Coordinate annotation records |
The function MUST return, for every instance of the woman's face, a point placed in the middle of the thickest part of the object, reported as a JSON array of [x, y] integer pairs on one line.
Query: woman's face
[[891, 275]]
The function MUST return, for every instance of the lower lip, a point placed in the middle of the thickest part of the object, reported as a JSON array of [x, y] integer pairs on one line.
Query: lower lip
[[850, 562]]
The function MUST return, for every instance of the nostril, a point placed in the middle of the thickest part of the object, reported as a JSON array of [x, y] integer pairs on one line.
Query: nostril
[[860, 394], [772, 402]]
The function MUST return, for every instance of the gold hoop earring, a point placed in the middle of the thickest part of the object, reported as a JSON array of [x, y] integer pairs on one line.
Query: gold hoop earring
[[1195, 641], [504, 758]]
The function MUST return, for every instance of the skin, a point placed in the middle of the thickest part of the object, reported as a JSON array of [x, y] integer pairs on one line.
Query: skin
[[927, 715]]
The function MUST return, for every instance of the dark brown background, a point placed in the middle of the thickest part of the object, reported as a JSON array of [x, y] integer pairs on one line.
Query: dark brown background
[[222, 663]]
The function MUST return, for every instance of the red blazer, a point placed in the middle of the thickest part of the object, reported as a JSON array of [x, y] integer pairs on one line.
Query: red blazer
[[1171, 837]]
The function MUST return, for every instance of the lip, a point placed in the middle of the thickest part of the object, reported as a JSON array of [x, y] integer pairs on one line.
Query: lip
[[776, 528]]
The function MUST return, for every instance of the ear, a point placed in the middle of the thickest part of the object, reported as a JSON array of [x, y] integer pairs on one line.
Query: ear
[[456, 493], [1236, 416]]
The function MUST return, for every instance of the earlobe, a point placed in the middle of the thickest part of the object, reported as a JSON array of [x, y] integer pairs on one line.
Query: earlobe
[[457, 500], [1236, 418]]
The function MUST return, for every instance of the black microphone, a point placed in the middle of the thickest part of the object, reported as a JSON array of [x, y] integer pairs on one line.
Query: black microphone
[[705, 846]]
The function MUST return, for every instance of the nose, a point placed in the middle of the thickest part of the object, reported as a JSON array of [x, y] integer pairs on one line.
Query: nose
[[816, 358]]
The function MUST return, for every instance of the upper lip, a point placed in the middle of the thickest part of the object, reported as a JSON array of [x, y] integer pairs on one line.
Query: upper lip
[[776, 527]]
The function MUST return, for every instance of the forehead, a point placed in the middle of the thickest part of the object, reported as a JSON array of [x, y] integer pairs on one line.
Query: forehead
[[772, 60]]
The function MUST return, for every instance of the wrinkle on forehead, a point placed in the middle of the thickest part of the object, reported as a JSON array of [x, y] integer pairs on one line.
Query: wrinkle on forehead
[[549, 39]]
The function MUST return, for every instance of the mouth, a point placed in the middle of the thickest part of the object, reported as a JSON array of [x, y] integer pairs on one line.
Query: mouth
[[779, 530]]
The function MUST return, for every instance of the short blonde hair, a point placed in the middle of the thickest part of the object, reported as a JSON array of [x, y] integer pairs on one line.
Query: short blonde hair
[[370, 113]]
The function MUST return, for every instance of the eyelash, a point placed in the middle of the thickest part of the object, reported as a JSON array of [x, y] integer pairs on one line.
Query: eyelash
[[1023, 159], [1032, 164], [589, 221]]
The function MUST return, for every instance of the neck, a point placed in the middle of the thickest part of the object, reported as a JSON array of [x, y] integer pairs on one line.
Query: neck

SHORT EXERCISE |
Put every line of the records above into a JSON list of strings, one string per line, leaving out any blank lines.

TASK OUTPUT |
[
  "The function MUST return, for every instance of the woman's face, a point placed in the middle of the thickest part of the object, reported as a JSON array of [x, y] integer pairs on one line.",
  "Query: woman's face",
  "[[891, 275]]",
  "The function MUST return, for every instance of the lower lip, a point placed in the middle of the thickest part of the object, reported as a JSON array of [x, y] integer pairs on one line.",
  "Query: lower lip",
  "[[850, 562]]",
  "The function MUST return, for every instance of the nostril, a point placed in the middle of the thickest part of the object, reported as a JSON array of [x, y] integer pairs on one line.",
  "Query: nostril",
  "[[860, 394], [772, 402]]",
  "The function MUST return, for every instance of the gold hoop earring, a point placed in the middle of the thickest part of the object, reported as a JSON array of [x, y] integer pairs on one line.",
  "Query: gold hoop earring",
  "[[1195, 641], [504, 758]]",
  "The function MUST return, for every instance of the skin, a point placed in the middle of the thickest part of the object, reported as a JSON array of [x, y] integer pairs on one line.",
  "Query: skin",
  "[[927, 715]]",
  "The function MUST return, for every instance of the dark brown background, a point placed in the middle of the thickest part of the object, reported as a JSON array of [x, y] integer pairs on one line.",
  "Query: dark brown background",
  "[[222, 663]]",
  "The function MUST return, for every instance of the red blazer, a point placed in the middle of the thickest part of the object, reported as a JSON array of [x, y] integer pairs on one line.",
  "Query: red blazer",
  "[[1171, 837]]",
  "The function MUST return, for every instance of the lip, a point placed in the middle of the thickest part of the object, reported as a JSON array of [x, y] integer pairs on one line.",
  "Query: lip",
  "[[776, 528]]",
  "The function MUST return, for every instance of the ear, a point placed in the middle of the thickest part of the object, reported as a JSON array of [x, y] integer pairs on one line.",
  "Query: ear",
  "[[456, 493], [1236, 416]]",
  "The function MUST return, for every instance of the earlobe, a point placed in the middle of the thickest part of the object, reported as a JSON array of [x, y] integer pairs on one line.",
  "Query: earlobe",
  "[[457, 500], [1236, 418]]",
  "The function MUST return, for every instance of the black microphone, a point placed in the middle of the thickest part of the object, reported as a JSON array of [x, y] integer pairs on one line.",
  "Query: black microphone",
  "[[705, 846]]",
  "The function MUST return, for every instance of the nose, a point placed in the middle of the thickest part of the object, reported as a JSON array of [x, y] integer pairs on one line.",
  "Query: nose",
  "[[816, 358]]",
  "The function MUST return, for every instance of the upper lip, a point placed in the middle of the thickest part of the object, reported as a JSON array of [x, y] integer pairs on one line.",
  "Query: upper lip",
  "[[776, 527]]",
  "The function MUST return, for every instance of the forehead, a point placed in the middle of the thickest part of the object, reported as a JSON array of [x, y] integer pairs on one line.",
  "Query: forehead",
  "[[772, 60]]",
  "The function MUST return, for every instance of the wrinkle on forehead, a point placed in the middle of the thickest part of the object, reported as a JSON array of [x, y] integer pairs on one line.",
  "Query: wrinkle on forehead",
  "[[549, 39]]",
  "The function MUST return, for every instance of the mouth, a point placed in the middle of the thickest part of the object, reported as a JSON array of [x, y] integer pairs on one line.",
  "Query: mouth",
  "[[779, 530]]",
  "The function MUST return, for every instance of the short blonde hair, a point placed in the middle of the thickest part of the object, reported as a JSON array of [x, y] integer pairs on one line.",
  "Query: short blonde hair",
  "[[370, 113]]",
  "The function MUST return, for every instance of the eyelash, a point placed in the middle of the thickest part of the object, reported as a JSON array of [x, y] integer pairs on one line.",
  "Query: eyelash",
  "[[1023, 159], [1032, 164], [589, 221]]",
  "The function MUST return, for every instance of the neck, a point placed in the middle of the thickest part of the object, reported as a JSON array of [x, y] integer pairs on one line.",
  "Query: neck"
]